** TASK DESCRIPTION **
Copy out, unchanged, the lines of the records below, from the line containing "[output] one dot per instance, form <point>375,473</point>." through the end of the records, with both ends included.

Records from a dataset
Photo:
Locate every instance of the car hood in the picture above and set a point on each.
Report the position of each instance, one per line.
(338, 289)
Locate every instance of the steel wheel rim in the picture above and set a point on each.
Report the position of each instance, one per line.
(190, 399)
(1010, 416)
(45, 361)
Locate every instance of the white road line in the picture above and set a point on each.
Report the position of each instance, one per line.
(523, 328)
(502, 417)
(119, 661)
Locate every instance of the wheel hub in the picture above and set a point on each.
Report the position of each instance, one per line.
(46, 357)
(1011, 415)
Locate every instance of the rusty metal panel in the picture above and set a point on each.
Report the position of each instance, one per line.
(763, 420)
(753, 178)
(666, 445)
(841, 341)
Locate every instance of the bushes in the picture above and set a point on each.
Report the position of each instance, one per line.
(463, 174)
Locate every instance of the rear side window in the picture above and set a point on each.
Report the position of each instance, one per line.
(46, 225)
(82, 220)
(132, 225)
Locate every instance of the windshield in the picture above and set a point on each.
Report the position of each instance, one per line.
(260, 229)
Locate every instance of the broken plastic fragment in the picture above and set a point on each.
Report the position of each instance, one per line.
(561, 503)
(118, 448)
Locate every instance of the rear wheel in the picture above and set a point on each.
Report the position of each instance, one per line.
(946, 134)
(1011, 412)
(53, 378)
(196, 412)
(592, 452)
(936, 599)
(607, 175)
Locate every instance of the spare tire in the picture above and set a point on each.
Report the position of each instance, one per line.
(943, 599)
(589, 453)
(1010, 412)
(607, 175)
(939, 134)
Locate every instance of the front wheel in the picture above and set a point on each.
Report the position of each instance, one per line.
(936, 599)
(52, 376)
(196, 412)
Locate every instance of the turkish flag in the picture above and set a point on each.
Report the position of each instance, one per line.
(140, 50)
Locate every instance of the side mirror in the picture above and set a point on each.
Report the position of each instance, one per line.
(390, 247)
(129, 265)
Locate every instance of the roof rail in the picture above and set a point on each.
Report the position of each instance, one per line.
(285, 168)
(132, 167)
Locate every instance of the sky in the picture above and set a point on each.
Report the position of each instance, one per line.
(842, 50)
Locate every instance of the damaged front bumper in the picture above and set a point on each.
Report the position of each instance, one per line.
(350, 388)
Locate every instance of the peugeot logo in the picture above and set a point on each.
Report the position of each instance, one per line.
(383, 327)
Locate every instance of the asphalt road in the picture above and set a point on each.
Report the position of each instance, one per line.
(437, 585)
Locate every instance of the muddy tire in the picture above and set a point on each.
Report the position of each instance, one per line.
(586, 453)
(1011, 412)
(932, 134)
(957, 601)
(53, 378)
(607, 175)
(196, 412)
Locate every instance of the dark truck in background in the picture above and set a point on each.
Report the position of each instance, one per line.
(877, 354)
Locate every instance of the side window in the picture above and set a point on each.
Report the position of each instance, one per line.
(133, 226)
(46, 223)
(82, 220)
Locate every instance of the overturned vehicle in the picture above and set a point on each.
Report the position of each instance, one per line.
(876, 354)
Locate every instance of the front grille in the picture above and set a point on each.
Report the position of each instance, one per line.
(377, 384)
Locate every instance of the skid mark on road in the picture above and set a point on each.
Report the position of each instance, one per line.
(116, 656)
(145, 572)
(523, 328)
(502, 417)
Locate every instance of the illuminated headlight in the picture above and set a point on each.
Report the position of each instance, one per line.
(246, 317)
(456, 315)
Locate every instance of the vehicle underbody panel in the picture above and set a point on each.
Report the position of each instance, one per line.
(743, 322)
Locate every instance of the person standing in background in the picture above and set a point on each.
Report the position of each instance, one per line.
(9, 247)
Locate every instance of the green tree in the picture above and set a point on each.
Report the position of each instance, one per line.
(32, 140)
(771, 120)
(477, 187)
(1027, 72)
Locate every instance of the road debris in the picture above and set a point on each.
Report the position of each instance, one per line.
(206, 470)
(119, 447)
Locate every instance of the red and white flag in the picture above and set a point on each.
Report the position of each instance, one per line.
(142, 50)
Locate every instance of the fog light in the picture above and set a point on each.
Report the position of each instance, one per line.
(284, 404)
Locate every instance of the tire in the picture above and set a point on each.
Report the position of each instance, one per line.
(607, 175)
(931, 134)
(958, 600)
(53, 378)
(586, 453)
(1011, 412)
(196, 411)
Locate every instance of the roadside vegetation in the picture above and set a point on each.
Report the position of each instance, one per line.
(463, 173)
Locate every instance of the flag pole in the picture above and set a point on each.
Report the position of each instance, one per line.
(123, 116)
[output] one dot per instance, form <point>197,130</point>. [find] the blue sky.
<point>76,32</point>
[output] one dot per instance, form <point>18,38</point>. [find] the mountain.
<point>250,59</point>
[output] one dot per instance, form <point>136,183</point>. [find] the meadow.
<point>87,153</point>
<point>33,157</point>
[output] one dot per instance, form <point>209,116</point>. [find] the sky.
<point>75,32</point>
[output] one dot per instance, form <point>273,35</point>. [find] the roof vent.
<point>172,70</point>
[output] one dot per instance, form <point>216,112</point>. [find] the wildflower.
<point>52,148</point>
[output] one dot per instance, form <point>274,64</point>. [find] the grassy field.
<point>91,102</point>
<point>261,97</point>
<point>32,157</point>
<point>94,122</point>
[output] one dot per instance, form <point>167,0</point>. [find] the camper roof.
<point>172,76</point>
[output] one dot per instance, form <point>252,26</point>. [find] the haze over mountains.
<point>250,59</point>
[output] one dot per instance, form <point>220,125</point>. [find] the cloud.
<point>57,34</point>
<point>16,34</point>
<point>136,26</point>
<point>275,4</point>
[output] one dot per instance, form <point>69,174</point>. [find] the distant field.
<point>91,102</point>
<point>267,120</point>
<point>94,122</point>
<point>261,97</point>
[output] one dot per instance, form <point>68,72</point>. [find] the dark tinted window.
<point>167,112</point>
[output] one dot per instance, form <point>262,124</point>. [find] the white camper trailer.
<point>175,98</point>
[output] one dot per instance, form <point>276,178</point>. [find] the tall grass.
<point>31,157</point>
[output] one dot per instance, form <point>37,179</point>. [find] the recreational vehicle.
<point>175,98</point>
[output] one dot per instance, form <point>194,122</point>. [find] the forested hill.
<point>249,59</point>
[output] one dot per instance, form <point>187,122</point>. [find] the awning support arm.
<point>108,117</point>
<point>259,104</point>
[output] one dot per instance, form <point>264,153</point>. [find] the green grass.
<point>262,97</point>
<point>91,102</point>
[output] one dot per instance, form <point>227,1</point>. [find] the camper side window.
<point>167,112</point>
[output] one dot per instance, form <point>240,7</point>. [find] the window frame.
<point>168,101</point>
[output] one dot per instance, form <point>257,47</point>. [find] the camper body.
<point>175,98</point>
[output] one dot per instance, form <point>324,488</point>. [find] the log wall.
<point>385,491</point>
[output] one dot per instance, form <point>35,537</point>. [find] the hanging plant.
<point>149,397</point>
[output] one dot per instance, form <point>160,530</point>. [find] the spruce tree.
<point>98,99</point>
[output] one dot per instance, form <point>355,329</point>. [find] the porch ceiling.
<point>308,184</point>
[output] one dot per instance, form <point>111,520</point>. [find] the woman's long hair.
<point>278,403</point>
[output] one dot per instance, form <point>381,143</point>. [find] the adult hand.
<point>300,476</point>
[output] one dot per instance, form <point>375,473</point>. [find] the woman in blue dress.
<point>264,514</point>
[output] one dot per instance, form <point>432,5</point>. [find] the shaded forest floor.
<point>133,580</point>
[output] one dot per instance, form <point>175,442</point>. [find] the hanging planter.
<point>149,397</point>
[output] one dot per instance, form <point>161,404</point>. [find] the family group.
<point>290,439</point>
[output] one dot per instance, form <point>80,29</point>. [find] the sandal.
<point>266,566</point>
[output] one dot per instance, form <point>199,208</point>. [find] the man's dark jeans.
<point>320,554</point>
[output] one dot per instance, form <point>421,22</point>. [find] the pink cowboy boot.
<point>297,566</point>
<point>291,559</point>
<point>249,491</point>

** EXPECTED OUTPUT **
[output] one dot per instance, form <point>375,473</point>. [find] the woman in blue dress.
<point>264,514</point>
[output] one dot per instance, form <point>432,5</point>. [find] the shaded forest floor.
<point>133,580</point>
[output] one dot per instance, form <point>175,442</point>. [find] the hanging planter.
<point>149,397</point>
[output] one dot per instance, form <point>161,404</point>. [find] the family group.
<point>290,439</point>
[output] one dot per instance, form <point>80,29</point>. [find] the sandal.
<point>266,566</point>
[output] one dot per instance, form <point>199,208</point>. [find] the man's dark jeans.
<point>320,554</point>
[output] one dot per instance, form <point>421,22</point>. [find] the pink cowboy boot.
<point>297,566</point>
<point>291,559</point>
<point>249,491</point>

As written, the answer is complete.